[Data records]

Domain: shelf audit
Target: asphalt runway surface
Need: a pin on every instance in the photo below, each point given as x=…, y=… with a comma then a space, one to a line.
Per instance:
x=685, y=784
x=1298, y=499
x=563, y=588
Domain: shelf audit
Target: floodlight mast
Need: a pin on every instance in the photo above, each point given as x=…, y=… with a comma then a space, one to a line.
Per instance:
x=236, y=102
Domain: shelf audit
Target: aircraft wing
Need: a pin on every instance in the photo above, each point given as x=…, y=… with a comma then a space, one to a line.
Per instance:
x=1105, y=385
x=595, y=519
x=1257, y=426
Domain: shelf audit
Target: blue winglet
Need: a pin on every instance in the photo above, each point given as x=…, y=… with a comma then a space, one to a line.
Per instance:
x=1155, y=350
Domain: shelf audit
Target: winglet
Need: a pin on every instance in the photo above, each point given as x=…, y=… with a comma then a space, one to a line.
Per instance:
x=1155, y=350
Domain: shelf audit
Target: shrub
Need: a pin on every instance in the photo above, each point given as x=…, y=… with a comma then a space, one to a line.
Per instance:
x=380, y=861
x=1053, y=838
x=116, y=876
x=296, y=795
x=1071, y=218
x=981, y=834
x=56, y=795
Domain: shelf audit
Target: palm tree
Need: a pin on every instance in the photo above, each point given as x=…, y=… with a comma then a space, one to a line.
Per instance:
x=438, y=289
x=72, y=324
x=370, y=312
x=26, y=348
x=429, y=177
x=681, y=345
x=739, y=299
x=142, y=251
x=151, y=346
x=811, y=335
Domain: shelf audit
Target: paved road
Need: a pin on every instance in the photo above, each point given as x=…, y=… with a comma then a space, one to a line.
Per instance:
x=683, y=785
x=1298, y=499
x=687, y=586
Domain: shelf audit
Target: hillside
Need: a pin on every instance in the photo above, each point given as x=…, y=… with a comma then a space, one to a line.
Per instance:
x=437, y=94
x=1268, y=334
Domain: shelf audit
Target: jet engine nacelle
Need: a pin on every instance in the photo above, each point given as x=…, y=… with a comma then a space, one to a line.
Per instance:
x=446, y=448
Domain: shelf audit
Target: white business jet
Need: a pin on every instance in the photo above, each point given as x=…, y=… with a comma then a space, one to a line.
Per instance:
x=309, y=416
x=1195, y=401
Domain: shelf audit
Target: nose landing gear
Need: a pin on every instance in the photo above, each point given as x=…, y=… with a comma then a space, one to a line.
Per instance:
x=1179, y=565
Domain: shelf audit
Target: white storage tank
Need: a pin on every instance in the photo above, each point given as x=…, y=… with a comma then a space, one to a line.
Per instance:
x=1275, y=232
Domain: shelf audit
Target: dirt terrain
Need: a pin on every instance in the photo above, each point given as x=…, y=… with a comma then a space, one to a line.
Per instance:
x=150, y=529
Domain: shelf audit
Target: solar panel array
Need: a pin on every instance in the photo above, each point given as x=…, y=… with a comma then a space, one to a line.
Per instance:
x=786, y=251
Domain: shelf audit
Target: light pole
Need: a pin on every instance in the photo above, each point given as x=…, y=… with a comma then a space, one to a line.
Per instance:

#### Aim of the task:
Sift the data above for lines with "white", then copy each one.

#### Written answer:
Target: white business jet
Target: white storage tank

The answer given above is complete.